Transcribe exactly the lines from the one holding "TARGET = concrete block wall" to the end of the data below, including both of those lines and no others.
[Start of Given records]
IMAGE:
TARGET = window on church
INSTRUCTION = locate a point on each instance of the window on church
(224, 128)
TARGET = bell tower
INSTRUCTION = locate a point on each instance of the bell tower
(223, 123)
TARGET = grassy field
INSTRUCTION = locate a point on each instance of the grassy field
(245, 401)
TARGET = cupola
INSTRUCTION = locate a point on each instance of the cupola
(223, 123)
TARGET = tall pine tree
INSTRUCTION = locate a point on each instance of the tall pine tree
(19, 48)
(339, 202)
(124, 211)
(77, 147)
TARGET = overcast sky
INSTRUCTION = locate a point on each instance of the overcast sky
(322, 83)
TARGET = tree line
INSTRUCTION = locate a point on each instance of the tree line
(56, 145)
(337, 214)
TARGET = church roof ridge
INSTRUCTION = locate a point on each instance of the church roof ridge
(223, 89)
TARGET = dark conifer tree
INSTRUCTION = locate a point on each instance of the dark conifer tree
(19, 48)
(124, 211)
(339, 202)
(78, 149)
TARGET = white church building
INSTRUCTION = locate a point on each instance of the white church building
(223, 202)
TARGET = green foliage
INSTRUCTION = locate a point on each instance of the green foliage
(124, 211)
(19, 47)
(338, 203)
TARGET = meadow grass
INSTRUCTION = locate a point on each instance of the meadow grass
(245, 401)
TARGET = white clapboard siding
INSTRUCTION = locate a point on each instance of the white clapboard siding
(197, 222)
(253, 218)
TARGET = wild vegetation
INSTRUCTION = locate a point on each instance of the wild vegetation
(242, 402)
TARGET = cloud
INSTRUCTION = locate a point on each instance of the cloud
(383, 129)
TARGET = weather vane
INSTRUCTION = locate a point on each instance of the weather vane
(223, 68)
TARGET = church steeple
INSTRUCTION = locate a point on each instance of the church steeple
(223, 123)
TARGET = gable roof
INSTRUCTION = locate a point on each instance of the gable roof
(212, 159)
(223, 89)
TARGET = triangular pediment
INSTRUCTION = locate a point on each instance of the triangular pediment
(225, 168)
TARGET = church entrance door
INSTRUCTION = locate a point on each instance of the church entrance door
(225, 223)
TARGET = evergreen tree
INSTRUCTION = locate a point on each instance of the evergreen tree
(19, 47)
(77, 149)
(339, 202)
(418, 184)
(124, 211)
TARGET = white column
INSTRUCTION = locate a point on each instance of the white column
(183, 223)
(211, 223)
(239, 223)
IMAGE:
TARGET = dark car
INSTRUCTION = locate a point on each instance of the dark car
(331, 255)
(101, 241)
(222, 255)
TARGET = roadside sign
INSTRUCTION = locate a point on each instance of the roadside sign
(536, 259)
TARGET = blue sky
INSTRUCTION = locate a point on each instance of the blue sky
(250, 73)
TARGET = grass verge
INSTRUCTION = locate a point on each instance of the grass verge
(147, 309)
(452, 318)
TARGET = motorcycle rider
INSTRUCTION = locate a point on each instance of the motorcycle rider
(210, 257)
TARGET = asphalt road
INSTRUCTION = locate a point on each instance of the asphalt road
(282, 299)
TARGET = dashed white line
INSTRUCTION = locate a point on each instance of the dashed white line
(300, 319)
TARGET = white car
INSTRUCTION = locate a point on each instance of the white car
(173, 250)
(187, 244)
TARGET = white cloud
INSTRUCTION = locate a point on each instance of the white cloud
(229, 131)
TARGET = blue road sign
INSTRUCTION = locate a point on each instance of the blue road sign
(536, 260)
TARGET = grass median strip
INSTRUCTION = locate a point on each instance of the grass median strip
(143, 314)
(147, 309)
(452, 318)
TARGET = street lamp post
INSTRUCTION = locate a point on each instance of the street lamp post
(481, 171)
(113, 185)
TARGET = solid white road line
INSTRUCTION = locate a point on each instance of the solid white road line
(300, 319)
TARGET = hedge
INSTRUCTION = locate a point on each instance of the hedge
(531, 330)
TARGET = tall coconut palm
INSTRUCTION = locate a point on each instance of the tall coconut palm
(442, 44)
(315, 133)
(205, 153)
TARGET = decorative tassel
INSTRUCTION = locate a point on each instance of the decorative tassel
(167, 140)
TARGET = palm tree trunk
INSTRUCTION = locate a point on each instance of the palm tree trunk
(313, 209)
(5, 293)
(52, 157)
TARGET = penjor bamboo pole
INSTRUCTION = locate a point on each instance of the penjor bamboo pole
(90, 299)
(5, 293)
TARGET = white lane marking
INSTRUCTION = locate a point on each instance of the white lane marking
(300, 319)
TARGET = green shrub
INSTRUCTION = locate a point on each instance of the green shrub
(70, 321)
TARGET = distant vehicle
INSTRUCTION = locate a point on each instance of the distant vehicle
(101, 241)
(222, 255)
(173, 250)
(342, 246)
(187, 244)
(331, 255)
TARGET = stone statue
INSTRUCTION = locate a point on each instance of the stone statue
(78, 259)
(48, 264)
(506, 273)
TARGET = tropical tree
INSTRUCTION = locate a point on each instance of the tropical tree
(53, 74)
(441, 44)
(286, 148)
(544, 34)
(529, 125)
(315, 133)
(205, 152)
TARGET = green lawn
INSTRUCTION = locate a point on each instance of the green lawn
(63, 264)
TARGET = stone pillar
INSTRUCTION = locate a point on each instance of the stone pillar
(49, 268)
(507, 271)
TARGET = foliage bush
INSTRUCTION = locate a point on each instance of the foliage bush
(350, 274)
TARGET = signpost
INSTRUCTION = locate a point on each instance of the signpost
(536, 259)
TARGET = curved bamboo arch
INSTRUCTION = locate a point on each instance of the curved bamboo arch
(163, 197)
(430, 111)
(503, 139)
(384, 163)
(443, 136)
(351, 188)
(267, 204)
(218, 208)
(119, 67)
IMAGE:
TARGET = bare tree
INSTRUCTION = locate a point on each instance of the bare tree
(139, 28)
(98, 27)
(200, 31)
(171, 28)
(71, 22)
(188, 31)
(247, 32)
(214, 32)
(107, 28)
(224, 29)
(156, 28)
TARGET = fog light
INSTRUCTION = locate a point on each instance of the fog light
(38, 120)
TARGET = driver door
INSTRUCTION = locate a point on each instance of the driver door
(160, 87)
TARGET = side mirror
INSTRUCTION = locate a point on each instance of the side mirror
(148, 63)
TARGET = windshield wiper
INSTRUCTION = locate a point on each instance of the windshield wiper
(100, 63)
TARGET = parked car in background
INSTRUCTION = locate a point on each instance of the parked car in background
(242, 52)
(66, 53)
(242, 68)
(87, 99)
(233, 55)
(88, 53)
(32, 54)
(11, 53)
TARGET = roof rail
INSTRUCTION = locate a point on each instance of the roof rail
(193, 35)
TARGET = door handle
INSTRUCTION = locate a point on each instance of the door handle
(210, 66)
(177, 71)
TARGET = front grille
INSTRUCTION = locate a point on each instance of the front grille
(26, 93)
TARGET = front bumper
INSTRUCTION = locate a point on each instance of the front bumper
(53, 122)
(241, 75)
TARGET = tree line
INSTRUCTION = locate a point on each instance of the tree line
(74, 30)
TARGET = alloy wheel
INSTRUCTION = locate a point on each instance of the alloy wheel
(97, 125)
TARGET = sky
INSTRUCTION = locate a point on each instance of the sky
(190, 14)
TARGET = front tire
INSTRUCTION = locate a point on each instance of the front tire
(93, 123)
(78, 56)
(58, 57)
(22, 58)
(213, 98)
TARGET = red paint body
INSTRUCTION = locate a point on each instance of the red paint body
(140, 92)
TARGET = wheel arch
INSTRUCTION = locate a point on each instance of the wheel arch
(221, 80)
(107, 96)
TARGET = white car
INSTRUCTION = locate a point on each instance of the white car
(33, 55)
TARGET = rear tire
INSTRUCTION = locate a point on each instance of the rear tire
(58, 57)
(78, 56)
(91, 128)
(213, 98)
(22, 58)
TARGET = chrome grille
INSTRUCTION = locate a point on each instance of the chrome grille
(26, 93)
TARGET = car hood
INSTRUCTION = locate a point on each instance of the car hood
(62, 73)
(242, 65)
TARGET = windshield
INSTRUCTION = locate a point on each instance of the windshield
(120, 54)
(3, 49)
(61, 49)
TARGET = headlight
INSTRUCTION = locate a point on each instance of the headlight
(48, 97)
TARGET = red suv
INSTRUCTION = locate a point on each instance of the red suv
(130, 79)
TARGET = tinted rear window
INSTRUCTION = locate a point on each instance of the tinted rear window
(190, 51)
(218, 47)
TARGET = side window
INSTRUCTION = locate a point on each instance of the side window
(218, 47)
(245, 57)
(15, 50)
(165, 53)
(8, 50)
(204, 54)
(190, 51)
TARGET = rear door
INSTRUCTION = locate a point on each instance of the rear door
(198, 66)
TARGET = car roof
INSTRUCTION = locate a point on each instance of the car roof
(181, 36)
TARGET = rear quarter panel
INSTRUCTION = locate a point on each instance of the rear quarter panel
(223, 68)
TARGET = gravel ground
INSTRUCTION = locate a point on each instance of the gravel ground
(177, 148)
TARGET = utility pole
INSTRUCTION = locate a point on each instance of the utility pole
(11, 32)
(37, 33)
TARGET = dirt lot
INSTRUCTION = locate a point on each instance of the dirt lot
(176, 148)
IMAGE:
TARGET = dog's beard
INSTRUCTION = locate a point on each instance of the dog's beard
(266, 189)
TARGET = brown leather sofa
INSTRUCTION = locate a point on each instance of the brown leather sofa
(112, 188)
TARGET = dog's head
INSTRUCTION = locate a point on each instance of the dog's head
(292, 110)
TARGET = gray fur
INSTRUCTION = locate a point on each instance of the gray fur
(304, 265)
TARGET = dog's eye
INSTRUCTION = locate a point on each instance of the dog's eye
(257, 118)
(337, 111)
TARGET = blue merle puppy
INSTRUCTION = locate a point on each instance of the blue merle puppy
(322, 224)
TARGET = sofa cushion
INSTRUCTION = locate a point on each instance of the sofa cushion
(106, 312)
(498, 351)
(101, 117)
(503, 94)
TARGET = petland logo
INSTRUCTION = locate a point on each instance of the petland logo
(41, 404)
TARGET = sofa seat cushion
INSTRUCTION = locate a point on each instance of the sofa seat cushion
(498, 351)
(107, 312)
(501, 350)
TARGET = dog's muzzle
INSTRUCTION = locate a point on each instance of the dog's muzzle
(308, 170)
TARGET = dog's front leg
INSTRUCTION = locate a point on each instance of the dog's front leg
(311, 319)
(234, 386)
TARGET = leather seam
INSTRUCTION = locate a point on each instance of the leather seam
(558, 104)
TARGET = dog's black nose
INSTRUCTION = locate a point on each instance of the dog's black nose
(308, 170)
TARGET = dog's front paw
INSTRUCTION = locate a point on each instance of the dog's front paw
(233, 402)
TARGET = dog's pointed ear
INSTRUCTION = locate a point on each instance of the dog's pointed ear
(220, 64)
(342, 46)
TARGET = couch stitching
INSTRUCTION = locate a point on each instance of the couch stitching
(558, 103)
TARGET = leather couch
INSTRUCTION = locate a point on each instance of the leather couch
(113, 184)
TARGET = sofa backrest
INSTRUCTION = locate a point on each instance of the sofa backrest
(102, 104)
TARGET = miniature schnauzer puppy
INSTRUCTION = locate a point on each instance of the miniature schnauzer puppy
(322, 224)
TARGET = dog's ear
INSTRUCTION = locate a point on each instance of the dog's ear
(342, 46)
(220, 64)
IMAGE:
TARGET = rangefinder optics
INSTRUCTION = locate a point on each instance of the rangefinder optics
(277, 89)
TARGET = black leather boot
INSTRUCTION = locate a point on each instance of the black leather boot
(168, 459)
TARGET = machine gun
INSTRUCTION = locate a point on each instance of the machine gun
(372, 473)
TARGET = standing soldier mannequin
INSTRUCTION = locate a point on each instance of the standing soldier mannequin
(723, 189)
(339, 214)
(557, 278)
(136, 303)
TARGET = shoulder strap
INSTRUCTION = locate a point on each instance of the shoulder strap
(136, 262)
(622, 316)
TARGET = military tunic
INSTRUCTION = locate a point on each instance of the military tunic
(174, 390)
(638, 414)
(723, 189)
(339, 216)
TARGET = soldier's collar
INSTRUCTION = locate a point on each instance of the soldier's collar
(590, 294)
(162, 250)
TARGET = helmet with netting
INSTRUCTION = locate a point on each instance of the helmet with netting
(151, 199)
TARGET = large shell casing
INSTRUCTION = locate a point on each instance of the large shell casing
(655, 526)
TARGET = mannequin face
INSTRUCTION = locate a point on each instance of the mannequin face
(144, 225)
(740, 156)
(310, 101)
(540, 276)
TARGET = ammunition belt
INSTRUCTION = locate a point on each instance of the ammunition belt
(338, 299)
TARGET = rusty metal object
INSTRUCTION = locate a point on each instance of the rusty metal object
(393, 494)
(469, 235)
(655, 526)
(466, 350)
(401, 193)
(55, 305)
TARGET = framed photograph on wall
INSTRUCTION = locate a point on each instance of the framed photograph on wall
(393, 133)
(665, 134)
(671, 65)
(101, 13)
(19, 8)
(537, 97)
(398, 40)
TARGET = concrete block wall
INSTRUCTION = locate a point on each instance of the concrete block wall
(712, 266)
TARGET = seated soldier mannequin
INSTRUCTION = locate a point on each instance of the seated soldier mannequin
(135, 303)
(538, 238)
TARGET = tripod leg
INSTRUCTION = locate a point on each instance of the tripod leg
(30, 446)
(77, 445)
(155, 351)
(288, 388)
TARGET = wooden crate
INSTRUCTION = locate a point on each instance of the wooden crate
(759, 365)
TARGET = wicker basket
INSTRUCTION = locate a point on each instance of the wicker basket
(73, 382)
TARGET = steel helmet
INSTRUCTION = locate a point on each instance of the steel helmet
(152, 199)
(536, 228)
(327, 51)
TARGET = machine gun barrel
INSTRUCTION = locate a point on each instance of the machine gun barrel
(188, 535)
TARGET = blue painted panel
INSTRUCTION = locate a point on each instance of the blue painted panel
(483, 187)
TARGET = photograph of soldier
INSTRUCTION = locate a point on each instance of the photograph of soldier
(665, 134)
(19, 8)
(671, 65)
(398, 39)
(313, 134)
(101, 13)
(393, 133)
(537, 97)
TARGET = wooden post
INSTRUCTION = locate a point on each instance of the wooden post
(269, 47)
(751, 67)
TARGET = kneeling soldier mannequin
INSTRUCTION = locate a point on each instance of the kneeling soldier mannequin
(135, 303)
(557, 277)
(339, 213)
[End of Given records]
Written response:
TARGET = concrete block wall
INSTRUCTION = locate a point on each instance of the concrete block wall
(712, 266)
TARGET = seated soldier mannequin
INSTRUCTION = locate a point on each instance of the seated soldier mannequin
(135, 303)
(538, 238)
TARGET = tripod leg
INSTRUCTION = locate a point on each instance of the tripod leg
(30, 446)
(77, 445)
(155, 351)
(288, 388)
TARGET = wooden crate
INSTRUCTION = locate a point on each instance of the wooden crate
(759, 365)
TARGET = wicker basket
INSTRUCTION = locate a point on each instance of the wicker basket
(73, 382)
TARGET = steel helmet
INSTRUCTION = locate a point on each instance of the steel helmet
(152, 199)
(536, 228)
(327, 51)
TARGET = machine gun barrel
INSTRUCTION = locate a point on each instance of the machine gun barrel
(188, 535)
TARGET = blue painted panel
INSTRUCTION = locate a point on each instance of the blue painted panel
(483, 187)
TARGET = photograph of soldier
INSTRUCTION = locate a point on each instance of the photograph of soldier
(665, 134)
(19, 8)
(671, 65)
(398, 39)
(313, 134)
(101, 13)
(393, 133)
(537, 97)
TARGET = wooden post
INSTRUCTION = locate a point on each instance of the wooden post
(269, 47)
(751, 67)
TARGET = kneeling soldier mannequin
INSTRUCTION = locate a point on each instance of the kneeling soldier mannequin
(135, 303)
(557, 277)
(339, 213)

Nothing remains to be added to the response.